» Instructions to follow: Report how many lines of the entries below contain the word "request", and nothing more.

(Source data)
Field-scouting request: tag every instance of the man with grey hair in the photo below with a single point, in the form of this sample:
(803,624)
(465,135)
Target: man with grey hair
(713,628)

--

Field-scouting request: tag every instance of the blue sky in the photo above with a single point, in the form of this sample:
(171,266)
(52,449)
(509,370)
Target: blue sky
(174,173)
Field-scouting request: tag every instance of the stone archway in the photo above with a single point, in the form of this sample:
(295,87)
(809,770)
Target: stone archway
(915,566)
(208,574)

» Reply to the task: 3